TEXT TO READ:
----

The AI industry has been modeled for many risks. A geopolitical war shutting down 20% of the world's oil supply was not high on most lists.

The World Trade Organization issued a stark warning this week: if energy prices from the US-Iran conflict remain elevated for the rest of 2026, global GDP growth would fall from a baseline of 2.8% to 2.5% - and the AI investment boom that has been propping up much of the global economy could be among the casualties. WTO chief economist Robert Staiger told the Guardian plainly: "If the price of energy continues to be elevated for the whole year, that could put a crimp on the AI boom."

The Mechanism Is Straightforward

Iran's blockade of the Strait of Hormuz - the narrow passage through which roughly 20% of the world's seaborne oil and LNG travels daily - has driven Brent crude to around $90 a barrel, with some analysts warning of $120 or higher if the disruption persists. Gas prices in the US hit $4 per gallon on March 31. European natural gas benchmarks surged 30% in a single day after Israeli strikes hit Iran's South Pars gas field and Iran retaliated against Qatar's Ras Laffan LNG facility - the largest in the world.

----

Entries from a point annotation set
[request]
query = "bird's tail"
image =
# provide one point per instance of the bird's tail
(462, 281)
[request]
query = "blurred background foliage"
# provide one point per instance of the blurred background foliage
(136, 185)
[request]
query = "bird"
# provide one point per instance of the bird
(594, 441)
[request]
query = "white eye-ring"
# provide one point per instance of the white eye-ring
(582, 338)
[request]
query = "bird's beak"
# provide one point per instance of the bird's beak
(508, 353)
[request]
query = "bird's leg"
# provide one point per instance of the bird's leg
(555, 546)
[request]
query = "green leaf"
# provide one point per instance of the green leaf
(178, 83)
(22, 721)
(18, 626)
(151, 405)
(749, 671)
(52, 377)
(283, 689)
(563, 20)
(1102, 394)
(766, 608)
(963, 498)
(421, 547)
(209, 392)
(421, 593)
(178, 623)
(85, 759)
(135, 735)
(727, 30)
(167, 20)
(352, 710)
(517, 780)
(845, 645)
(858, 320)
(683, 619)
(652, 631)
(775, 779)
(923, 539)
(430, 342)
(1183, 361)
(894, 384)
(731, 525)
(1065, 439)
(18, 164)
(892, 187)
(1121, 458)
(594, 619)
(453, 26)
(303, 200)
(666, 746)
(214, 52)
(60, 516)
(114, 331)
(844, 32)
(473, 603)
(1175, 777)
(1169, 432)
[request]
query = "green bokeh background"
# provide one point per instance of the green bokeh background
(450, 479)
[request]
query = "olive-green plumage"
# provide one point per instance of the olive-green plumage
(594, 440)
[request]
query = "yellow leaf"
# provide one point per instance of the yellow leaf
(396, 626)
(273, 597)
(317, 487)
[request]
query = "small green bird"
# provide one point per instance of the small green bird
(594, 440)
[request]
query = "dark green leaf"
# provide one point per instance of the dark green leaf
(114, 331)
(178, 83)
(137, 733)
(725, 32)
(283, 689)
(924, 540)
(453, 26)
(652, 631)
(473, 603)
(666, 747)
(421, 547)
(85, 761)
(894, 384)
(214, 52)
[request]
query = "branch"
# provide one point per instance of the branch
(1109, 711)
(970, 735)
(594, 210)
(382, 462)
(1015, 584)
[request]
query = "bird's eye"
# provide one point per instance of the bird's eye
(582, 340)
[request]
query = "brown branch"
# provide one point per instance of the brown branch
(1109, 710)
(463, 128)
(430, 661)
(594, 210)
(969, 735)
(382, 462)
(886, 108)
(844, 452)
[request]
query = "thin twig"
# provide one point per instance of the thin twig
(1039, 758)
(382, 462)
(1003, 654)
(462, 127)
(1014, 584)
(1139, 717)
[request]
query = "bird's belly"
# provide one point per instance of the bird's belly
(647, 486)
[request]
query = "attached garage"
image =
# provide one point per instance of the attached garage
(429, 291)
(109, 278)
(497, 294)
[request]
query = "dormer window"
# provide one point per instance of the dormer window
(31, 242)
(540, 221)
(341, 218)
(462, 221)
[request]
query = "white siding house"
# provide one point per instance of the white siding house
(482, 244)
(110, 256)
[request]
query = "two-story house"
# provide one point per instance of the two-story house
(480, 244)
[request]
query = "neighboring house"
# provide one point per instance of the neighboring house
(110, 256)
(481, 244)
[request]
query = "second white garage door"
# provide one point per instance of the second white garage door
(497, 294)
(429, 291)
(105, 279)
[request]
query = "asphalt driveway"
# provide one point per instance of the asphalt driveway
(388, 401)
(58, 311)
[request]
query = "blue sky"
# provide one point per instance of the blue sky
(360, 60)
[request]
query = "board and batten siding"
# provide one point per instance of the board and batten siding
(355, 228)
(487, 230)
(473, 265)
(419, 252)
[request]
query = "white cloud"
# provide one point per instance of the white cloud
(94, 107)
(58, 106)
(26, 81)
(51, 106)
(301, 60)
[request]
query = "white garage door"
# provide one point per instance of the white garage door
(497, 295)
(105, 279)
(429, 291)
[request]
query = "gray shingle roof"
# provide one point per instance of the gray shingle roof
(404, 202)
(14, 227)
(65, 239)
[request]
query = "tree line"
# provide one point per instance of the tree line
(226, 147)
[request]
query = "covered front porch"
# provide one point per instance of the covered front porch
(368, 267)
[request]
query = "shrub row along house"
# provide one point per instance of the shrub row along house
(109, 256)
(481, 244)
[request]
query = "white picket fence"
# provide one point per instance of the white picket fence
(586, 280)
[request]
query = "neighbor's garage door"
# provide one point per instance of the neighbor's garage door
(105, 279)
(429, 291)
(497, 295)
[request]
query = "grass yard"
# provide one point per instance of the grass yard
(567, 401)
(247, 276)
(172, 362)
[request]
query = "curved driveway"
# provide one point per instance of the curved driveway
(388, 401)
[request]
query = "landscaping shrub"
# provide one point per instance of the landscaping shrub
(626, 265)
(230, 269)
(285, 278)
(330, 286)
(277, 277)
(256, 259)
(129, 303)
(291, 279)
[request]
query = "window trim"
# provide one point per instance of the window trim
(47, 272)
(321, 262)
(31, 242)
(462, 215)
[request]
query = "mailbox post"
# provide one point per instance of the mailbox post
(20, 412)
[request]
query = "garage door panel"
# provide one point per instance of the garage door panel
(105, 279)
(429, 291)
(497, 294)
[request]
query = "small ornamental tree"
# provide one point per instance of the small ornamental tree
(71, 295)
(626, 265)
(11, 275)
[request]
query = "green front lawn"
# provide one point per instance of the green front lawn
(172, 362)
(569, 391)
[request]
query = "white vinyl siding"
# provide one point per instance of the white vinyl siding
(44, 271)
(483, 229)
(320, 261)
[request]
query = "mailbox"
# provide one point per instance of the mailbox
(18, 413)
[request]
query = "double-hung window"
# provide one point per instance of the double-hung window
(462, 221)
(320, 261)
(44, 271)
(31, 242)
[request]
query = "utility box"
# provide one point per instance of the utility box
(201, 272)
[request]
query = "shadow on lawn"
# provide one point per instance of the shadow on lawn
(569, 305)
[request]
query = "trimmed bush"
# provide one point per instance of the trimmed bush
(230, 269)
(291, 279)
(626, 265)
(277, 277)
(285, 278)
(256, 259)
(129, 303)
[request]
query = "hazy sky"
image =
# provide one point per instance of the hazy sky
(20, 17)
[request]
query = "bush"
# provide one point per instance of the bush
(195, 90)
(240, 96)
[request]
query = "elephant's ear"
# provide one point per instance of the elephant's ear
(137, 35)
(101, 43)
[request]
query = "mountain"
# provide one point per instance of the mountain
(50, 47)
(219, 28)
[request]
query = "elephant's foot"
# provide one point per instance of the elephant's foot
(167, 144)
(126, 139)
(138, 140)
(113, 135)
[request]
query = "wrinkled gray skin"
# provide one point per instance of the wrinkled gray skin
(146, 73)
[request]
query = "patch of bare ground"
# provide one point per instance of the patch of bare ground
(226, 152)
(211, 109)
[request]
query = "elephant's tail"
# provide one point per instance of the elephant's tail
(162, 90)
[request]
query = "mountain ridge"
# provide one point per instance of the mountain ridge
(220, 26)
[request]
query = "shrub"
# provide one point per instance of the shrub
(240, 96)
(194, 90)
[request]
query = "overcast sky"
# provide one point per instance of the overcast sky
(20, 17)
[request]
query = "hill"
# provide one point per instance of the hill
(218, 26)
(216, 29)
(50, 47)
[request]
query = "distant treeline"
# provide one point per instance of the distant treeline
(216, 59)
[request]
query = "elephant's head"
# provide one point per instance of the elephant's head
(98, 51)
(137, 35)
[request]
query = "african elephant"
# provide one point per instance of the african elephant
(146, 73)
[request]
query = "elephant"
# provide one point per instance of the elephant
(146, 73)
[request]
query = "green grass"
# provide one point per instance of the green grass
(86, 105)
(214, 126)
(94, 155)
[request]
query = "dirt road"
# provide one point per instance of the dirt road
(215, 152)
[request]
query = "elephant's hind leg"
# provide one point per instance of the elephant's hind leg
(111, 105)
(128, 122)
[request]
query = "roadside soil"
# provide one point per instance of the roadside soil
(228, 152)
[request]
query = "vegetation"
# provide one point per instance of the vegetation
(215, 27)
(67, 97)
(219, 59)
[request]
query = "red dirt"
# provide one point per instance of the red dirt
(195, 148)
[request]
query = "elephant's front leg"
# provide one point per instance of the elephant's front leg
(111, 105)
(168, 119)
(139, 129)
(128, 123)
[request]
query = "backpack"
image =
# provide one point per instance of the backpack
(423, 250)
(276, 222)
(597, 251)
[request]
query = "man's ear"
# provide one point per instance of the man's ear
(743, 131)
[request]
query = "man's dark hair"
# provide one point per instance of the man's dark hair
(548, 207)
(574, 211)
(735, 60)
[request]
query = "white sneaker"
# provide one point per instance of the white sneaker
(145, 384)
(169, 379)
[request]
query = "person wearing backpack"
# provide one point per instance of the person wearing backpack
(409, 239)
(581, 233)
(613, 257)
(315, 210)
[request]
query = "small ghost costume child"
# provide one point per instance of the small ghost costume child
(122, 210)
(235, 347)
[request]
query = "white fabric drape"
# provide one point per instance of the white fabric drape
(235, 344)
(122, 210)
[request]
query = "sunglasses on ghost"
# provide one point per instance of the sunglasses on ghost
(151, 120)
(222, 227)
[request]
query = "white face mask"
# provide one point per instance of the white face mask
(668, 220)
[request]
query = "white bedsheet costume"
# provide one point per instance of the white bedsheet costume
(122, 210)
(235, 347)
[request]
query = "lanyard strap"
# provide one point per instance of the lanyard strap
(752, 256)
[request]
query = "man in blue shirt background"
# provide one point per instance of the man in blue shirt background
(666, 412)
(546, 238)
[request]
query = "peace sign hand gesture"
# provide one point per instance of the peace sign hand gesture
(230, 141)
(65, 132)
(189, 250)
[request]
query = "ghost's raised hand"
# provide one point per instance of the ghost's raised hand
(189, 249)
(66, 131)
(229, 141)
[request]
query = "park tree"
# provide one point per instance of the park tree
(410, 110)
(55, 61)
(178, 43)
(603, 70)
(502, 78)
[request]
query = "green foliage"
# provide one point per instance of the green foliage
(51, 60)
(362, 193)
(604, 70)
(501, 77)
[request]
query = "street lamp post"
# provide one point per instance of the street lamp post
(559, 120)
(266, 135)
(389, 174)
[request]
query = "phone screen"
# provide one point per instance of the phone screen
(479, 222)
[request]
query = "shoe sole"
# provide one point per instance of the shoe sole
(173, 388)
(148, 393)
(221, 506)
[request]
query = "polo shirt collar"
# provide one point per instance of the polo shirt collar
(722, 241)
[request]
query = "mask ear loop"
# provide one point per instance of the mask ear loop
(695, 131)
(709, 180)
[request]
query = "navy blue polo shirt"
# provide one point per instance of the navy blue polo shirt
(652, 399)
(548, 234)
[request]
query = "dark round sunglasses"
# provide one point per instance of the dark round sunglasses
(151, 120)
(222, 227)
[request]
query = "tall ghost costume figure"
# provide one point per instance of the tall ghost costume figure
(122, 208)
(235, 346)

----

WHAT YOU NEED TO DO:
a – Answer these questions using the article on energy prices and the AI boom.
(i) What baseline figure does the WTO give for global GDP growth, and to what level would it fall if energy prices stay elevated for the rest of 2026?
(ii) What did US gas prices hit on March 31?
(iii) By how much did European natural gas benchmarks surge in a single day?
b – List every line of the rows that contains the string "mailbox".

RESULTS FOR EACH TASK:
a –
(i) The baseline is 2.8%, and growth would fall to 2.5%.
(ii) $4 per gallon.
(iii) 30%.

b –
query = "mailbox post"
# provide one point per instance of the mailbox post
query = "mailbox"
# provide one point per instance of the mailbox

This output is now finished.